● **Your objective**
Copy the following lines word for word, leaving out the pictures.

-- Start Data shown --

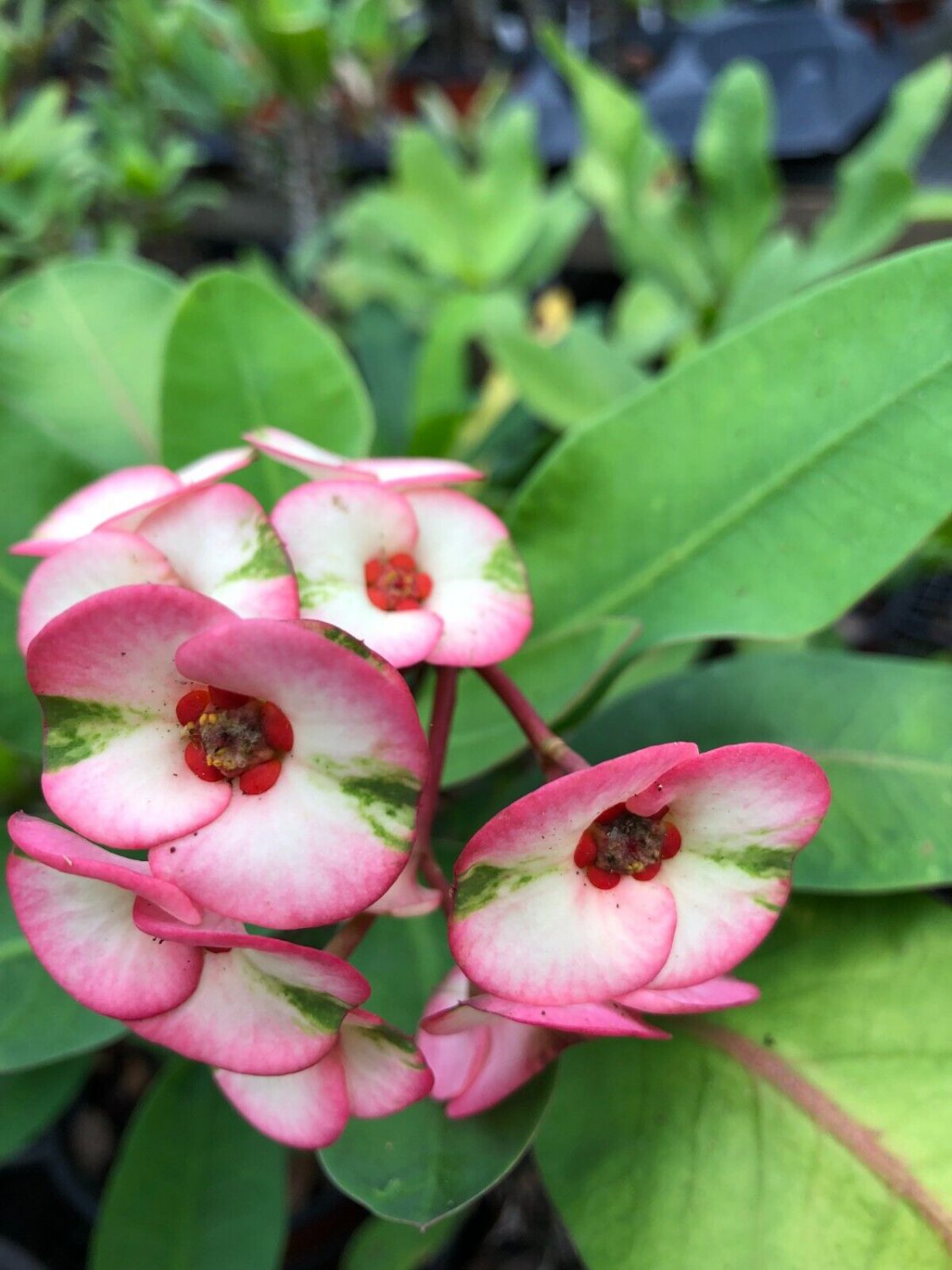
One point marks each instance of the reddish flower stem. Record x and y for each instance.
(344, 940)
(441, 721)
(555, 757)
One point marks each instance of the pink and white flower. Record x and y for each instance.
(273, 766)
(482, 1048)
(74, 903)
(401, 474)
(423, 576)
(372, 1071)
(660, 869)
(122, 500)
(261, 1006)
(213, 540)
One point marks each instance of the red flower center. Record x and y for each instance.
(395, 584)
(233, 736)
(619, 843)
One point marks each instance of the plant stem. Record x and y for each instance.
(344, 941)
(555, 757)
(441, 719)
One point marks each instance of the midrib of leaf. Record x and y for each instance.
(113, 386)
(862, 1142)
(718, 525)
(248, 384)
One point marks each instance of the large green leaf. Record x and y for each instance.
(733, 154)
(393, 1246)
(768, 483)
(30, 1100)
(418, 1166)
(555, 672)
(241, 356)
(38, 1021)
(569, 381)
(880, 726)
(812, 1129)
(80, 357)
(195, 1186)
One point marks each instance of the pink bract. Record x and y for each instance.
(261, 1006)
(330, 836)
(216, 541)
(372, 1071)
(122, 500)
(531, 926)
(74, 903)
(475, 609)
(400, 474)
(482, 1048)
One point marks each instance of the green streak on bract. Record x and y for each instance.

-- End Data shown --

● **Output for this task**
One point marks each instance of the reddish flower stem. Record x and y for each instance.
(344, 940)
(441, 721)
(555, 757)
One point marks each instance of the pink and white flower. Record x and y for each instance.
(273, 766)
(482, 1048)
(74, 903)
(401, 474)
(423, 576)
(372, 1071)
(660, 869)
(122, 500)
(261, 1006)
(213, 540)
One point marks each instance of the red flower center. Record x and y for each instance.
(395, 584)
(233, 736)
(619, 843)
One point marks each instance of the plant stem. Record x and y for each instance.
(344, 941)
(555, 757)
(441, 719)
One point marks each instance of the midrib of leaf. Record x and y for each instance.
(113, 386)
(862, 1142)
(718, 525)
(248, 384)
One point marks each instance of the large green leaf. Record x and y for each instance.
(733, 154)
(393, 1246)
(768, 483)
(30, 1100)
(418, 1166)
(555, 672)
(241, 356)
(38, 1021)
(569, 381)
(880, 726)
(812, 1129)
(80, 357)
(195, 1186)
One point marks each instance of the pink bract. Record x and y for each instance.
(261, 1006)
(330, 836)
(216, 541)
(372, 1071)
(122, 500)
(531, 926)
(74, 903)
(475, 609)
(400, 474)
(482, 1048)
One point marks each instance of the green streak on bract. Record x and y for each instance.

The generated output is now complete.